Written task -
Extend the tutorial below on geocoding addresses with R, beginning right after its final line of code.

Passage given -

- - - - - - -

Geocoding and visualizing address information with R

The step-by-step in a nutshell

By Carlos A. Toruño P.

December 21, 2022

In the previous series of posts about Web Scraping, we extracted information about lawyers from the German and Polish Bar Associations. Within that information, we were able to retrieve the address for each one of these individuals. Nevertheless, these text strings are just that… text. If we really want to take advantage of this kind of information we need to be able to translate these text characters into a format that we can use to visualize our data in a map. This process of transforming the description of a location into a set of geographical coordinates is called Geocoding.

In this post, I will be using information extracted from the Austrian Bar Association to geocode and visualize the geographical distribution of lawyers across the country using R.

What’s Geocoding?

As mentioned before, geocoding is the process of transforming a description of a location into geographical coordinates such as longitude and latitude. Similarly, you can also perform reverse geocoding, which is the process of recognizing a set of geographical coordinates and provide an associated description about this location and how to reach it.

The most practical way to geocode huge volumes of information is to access the data sets of online mapping services like Google Maps or Open Street Map (OSM) through an API. If you want to know more about such services, I would suggest you check the following video by Google:

Even though Google Maps is the most famous mapping provider out there, in this post I will be showing you how to geocode Austrian addresses using the OSM API. Why? First of all, because their services are freely available through their Nominatim Service and, second, because their coverage and data quality is almost as good as the service provided by Google Maps.

Having said all this, we can begin with the actual example.

How to geocode addresses using the OSM Nominatim Service?

The key packages that we are going to be using are two: sf and tmaptools. The sf package allow us to access and handle simple features using R programming language. If you are not familiar with the concept of simple features, I would suggest you to read this article written by Edzer Pebesma. On the other hand, the tmaptools package is an R-library that provides a wide set of tools for reading and processing spatial data, including the geocode_OSM() function which will allow us to access the OSM Nominatim Service to geocode strings of text.

Both packages can be installed as follows:

install.packages("sf")
install_github("mtennekes/tmaptools")

Now that we know the tools, lets take a look at the data. For this, we first need to load the libraries that we are going to be using and then, we can read and check the data that we have.

# Loading required libraries
library(tmaptools)
library(sf)
library(tidyverse)

# Reading data
austria_data.df <- read_csv("Austria_data.csv")

# How does data look like?
austria_data.df %>%
  slice_head(n = 15) %>%
  knitr::kable(format = "html")

- - - - - - -

A run of rows:
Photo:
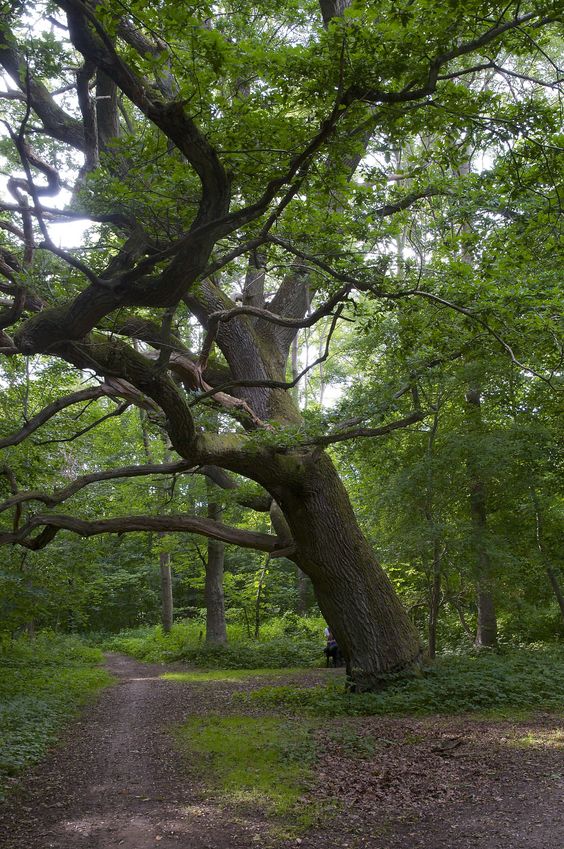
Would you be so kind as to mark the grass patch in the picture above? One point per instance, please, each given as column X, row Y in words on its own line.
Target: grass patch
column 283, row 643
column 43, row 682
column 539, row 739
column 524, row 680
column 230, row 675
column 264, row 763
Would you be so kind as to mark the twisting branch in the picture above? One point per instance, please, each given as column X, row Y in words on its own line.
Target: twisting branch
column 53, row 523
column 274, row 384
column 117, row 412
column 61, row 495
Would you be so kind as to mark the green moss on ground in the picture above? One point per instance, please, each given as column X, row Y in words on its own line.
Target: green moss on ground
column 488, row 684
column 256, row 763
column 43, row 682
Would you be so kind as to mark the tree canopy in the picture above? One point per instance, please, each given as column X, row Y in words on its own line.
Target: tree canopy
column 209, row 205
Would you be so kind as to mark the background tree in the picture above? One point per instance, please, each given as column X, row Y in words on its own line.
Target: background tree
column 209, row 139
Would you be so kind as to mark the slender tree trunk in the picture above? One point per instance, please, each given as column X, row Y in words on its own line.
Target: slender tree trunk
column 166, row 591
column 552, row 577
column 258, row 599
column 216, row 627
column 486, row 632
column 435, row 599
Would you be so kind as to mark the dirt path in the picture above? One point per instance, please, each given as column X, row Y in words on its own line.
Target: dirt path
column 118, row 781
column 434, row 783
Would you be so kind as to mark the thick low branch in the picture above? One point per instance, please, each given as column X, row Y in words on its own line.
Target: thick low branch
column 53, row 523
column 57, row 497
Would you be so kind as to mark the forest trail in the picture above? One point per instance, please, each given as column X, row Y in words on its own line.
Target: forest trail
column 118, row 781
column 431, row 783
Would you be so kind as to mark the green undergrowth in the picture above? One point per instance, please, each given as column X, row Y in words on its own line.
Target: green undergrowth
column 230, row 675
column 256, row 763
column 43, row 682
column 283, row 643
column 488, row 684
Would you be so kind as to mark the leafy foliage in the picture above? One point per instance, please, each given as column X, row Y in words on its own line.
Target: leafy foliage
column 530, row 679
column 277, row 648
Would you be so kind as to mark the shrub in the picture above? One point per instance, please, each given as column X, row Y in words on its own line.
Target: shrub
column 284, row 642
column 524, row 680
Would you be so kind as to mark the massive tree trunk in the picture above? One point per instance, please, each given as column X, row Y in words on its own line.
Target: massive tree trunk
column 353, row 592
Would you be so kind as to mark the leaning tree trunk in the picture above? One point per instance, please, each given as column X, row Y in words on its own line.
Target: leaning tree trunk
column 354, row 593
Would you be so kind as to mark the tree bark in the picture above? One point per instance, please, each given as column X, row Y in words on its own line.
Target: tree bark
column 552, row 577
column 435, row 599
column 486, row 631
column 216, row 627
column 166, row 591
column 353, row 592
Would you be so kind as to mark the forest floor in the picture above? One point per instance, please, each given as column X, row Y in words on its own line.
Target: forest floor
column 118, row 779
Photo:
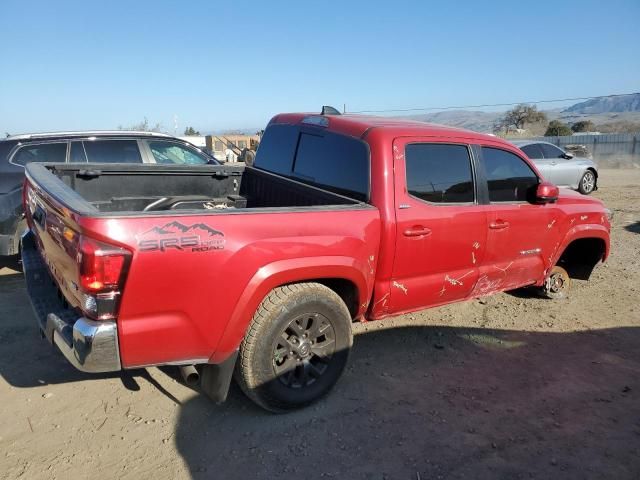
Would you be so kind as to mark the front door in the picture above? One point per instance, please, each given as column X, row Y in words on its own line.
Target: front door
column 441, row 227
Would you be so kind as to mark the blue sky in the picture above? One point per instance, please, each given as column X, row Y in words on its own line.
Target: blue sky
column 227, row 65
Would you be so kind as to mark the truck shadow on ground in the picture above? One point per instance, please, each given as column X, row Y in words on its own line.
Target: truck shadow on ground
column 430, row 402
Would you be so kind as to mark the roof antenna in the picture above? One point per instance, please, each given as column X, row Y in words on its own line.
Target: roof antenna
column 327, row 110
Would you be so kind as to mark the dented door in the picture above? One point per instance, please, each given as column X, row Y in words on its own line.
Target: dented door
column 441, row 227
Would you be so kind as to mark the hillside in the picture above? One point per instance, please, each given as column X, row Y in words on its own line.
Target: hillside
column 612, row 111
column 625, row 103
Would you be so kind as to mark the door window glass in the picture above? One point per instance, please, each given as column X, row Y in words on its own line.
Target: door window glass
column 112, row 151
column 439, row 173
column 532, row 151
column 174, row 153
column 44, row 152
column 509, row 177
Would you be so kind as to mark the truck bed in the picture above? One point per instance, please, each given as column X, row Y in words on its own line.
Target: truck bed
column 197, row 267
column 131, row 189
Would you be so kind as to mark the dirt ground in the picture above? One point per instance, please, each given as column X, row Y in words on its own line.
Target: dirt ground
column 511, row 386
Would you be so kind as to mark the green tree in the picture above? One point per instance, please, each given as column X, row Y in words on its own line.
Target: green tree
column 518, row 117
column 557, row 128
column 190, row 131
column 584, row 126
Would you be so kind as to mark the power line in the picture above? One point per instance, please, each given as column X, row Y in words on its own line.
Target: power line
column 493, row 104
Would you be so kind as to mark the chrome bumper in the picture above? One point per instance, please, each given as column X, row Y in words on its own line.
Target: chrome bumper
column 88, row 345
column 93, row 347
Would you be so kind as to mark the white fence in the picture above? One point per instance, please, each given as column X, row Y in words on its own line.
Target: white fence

- - - - - - -

Task output -
address	phone	email	website
1010 Wien--Stubenring 18	Yes	Yes	No
5020 Salzburg--Mildenburggasse 1/2	Yes	Yes	No
1010 Wien--Stubenring 18	Yes	Yes	Yes
1010 Wien--Stubenring 18	Yes	Yes	No
6900 Bregenz--Rathausstraße 37	Yes	Yes	Yes
1010 Wien--Spiegelgasse 19	Yes	Yes	No
1220 Wien--ARES Tower, Donau-City-Straße 11	Yes	Yes	Yes
1030 Wien--Riesgasse 3/14	Yes	Yes	No
1010 Wien--Wollzeile 17/22	Yes	Yes	Yes
1010 Wien--Wollzeile 17/22	Yes	Yes	Yes
1010 Wien--Kohlmarkt 8-10/Eing. Wallnerstr. 1	Yes	Yes	Yes
1070 Wien--Neustiftgasse 3/7	Yes	Yes	Yes
3100 St. Pölten--Domgasse 2	Yes	Yes	No
6020 Innsbruck--Wilhelm-Greil-Straße 21/IV.	Yes	Yes	No
6800 Feldkirch--Schloßgraben 10	Yes	Yes	Yes

We have a data frame with four columns. For now, we will be focusing exclusively in the first one, the address. In Austria, all these addresses follow the same pattern: a four digits sequence representing the corresponding ZIP code, followed by the name of the city or town in which the individual is located, followed by a line break represented by two hyphens (–) and then, after this line break, we have the street name and the house number. First, let’s change the line break by a comma and extract only the address information:

# Replacing line breaks by commas and retrieving the addresses as a vector
addresses <- austria_data.df %>%
  mutate(address = str_replace_all(address, "--", ", ")) %>%
  pull(address)

# How do the vector look like?
addresses[1:15]

 [1] "1010 Wien, Stubenring 18"                     
 [2] "5020 Salzburg, Mildenburggasse 1/2"           
 [3] "1010 Wien, Stubenring 18"                     
 [4] "1010 Wien, Stubenring 18"                     
 [5] "6900 Bregenz, Rathausstraße 37"               
 [6] "1010 Wien, Spiegelgasse 19"                   
 [7] "1220 Wien, ARES Tower, Donau-City-Straße 11"  
 [8] "1030 Wien, Riesgasse 3/14"                    
 [9] "1010 Wien, Wollzeile 17/22"                   
[10] "1010 Wien, Wollzeile 17/22"                   
[11] "1010 Wien, Kohlmarkt 8-10/Eing. Wallnerstr. 1"
[12] "1070 Wien, Neustiftgasse 3/7"                 
[13] "3100 St. Pölten, Domgasse 2"                  
[14] "6020 Innsbruck, Wilhelm-Greil-Straße 21/IV."  
[15] "6800 Feldkirch, Schloßgraben 10"

A clean string of text increases the likelihood of capturing the desired location with accuracy. Therefore, it is highly recommended to check for encoding or misspelling issues before passing the string to the geocoding function. Once that you have make sure that you are passing tidy and clean strings, you need to know beforehand certain aspects. For example, in which projection system do you want the coordinates to be?, or, in which data structure do you want the output to be returned?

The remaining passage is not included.